• WHAT IS NEEDED: Below is a listing; write it out exactly and drop any images from it.
····················
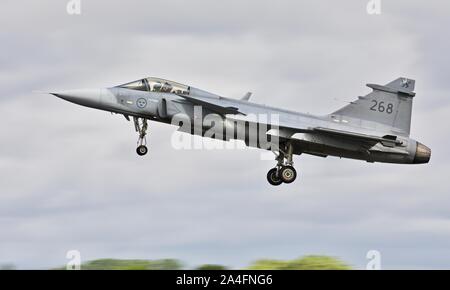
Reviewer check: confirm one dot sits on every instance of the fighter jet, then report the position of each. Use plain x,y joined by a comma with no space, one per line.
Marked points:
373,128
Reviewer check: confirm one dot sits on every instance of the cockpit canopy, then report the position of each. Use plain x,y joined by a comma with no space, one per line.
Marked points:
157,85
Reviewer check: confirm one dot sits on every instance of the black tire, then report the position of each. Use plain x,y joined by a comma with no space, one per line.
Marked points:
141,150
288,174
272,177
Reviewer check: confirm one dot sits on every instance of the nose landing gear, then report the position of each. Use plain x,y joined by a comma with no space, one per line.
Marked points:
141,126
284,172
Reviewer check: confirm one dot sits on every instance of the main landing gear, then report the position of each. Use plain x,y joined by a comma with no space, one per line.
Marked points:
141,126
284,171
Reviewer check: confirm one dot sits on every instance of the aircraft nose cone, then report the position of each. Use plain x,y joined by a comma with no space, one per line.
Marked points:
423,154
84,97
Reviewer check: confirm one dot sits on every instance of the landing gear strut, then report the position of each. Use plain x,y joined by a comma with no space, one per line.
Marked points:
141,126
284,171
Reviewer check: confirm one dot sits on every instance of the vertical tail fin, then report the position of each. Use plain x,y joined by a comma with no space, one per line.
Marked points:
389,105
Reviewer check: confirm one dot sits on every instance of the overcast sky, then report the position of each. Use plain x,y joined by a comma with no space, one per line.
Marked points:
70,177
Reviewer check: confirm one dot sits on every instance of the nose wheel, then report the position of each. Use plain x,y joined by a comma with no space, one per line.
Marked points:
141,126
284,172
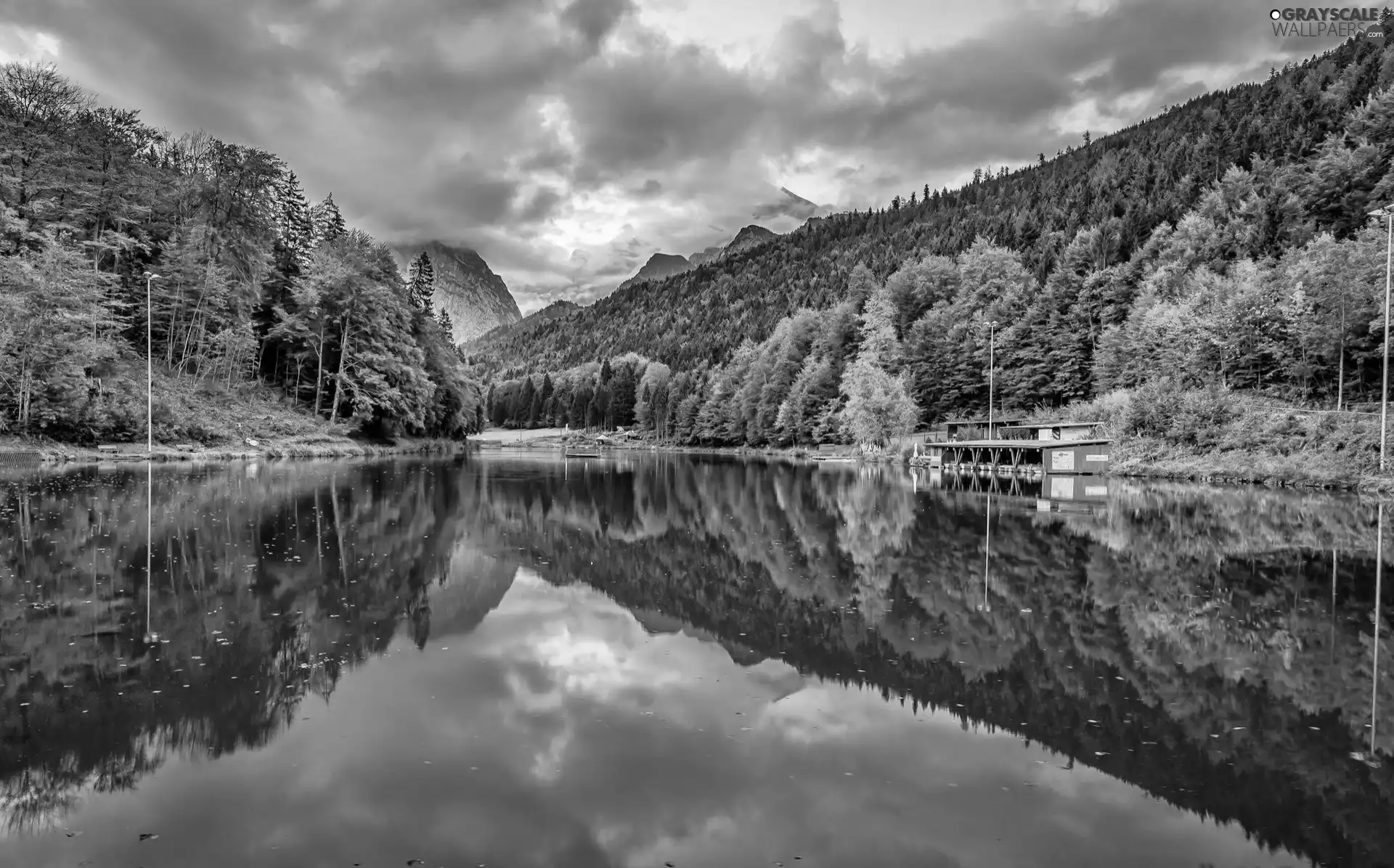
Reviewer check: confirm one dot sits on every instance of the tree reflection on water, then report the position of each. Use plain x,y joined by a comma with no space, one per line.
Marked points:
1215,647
····················
• WRITTEN REPLY:
Reviewer check: confirm one dot sits on every instance of the fighter jet, then report the position of each. Use plain x,y joined by a comma with no space, one per line.
Marked points:
373,128
Reviewer check: confirm one dot sits on every instance of the cockpit canopy, then report the position of each. Use plain x,y joined by a comma with no space, one per line.
Marked points:
157,85
Reviewer check: confirm one dot sits on every instance of the black tire, then report the position of each. Use plain x,y joined by a comma with no space, one per line.
Marked points:
141,150
288,174
272,177
Reviewer check: confirm one dot sits on every instance of the nose landing gear, then report the position of each. Use plain x,y joined by a comma with no space, one per line.
Marked points:
141,126
284,172
Reviewer check: confirm one dot sits on every instance of the main landing gear, then report the position of each. Use plain x,y joined by a comma with no space, one per line.
Marked points:
141,126
284,171
Reviewer check: confirm one dot sits on every instance of the aircraft nose cone, then report the position of each. Use plain x,y joined by a comma with no space, one per line.
Marked points:
423,154
84,97
Reviewer check: confirm one dot sits on every instance of the landing gear strut, then report the position of each. Use plain x,y joined by a comma with no space, one per line.
Marked points:
141,126
284,171
Reviewer check: confirm one dot sits on every instance of the vertical tail fin, then report the position of each. Use plain x,y joined by a comma with no space, one per line.
Marked points:
389,105
Reviewer check: confirm one dot sits on every instance of the overcast sky, then report the position of each. Use plain x,y joined by a comma with no space, one per line.
Marked points:
70,177
Reviewer check: confirm one dot sits on every instance of the nose wheel, then report the position of each. Use plain x,y joined by a comma with no space, one per line.
Marked points:
141,126
284,172
Reviewer check: confirm one dot sits on every instance of the tree reflection on water, then report the position of each. Use plain x,y joined by a comma with no space, one per line.
Marked points:
1215,647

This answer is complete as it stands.